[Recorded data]
★ ★ ★ ★ ★ ★ ★

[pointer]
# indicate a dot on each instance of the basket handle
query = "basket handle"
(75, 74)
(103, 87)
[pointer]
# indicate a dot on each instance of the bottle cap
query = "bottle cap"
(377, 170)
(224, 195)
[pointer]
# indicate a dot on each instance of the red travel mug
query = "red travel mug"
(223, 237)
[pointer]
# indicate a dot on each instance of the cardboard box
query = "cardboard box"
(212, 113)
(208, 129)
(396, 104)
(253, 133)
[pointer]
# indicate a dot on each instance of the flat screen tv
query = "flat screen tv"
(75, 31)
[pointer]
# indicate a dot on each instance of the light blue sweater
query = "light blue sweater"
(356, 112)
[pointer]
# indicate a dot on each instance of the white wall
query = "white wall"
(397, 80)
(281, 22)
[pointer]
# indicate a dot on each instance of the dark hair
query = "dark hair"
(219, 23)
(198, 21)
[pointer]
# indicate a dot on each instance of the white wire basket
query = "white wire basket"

★ ★ ★ ★ ★ ★ ★

Retype every line of the listing above without any changes.

### [Answer in full]
[pointer]
# indicate a dot on each instance of the basket handle
query = "basket handle"
(75, 74)
(103, 87)
[pointer]
# indicate a dot on each instance of the bottle cap
query = "bottle cap"
(377, 170)
(224, 195)
[pointer]
# indicate a dot on each instance of the red travel mug
query = "red travel mug"
(223, 237)
[pointer]
# indicate a dot on each instance of the cardboard box
query = "cardboard box"
(212, 113)
(208, 129)
(396, 104)
(253, 133)
[pointer]
# indicate a dot on each instance of the flat screen tv
query = "flat screen tv"
(75, 31)
[pointer]
# indicate a dot on each instance of the light blue sweater
query = "light blue sweater"
(356, 112)
[pointer]
# indicate a dot on each instance of the white wall
query = "white wall"
(397, 80)
(281, 22)
[pointer]
# indicate a dot on each instance of the dark hair
query = "dark hair"
(219, 23)
(198, 21)
[pointer]
# indicate a dot on each instance of the white wire basket
query = "white wire basket"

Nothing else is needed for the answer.